Point annotation records:
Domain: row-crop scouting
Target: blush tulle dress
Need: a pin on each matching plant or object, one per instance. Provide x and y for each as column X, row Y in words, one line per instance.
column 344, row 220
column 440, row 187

WORK TO BE COMPLETED: Repeat the lines above exactly as they appear.

CORRECT OUTPUT:
Domain: row-crop scouting
Target: blush tulle dress
Need: a pin on each matching plant or object, one per instance. Provide x and y for each as column X, row Y in words, one line per instance.
column 344, row 220
column 440, row 187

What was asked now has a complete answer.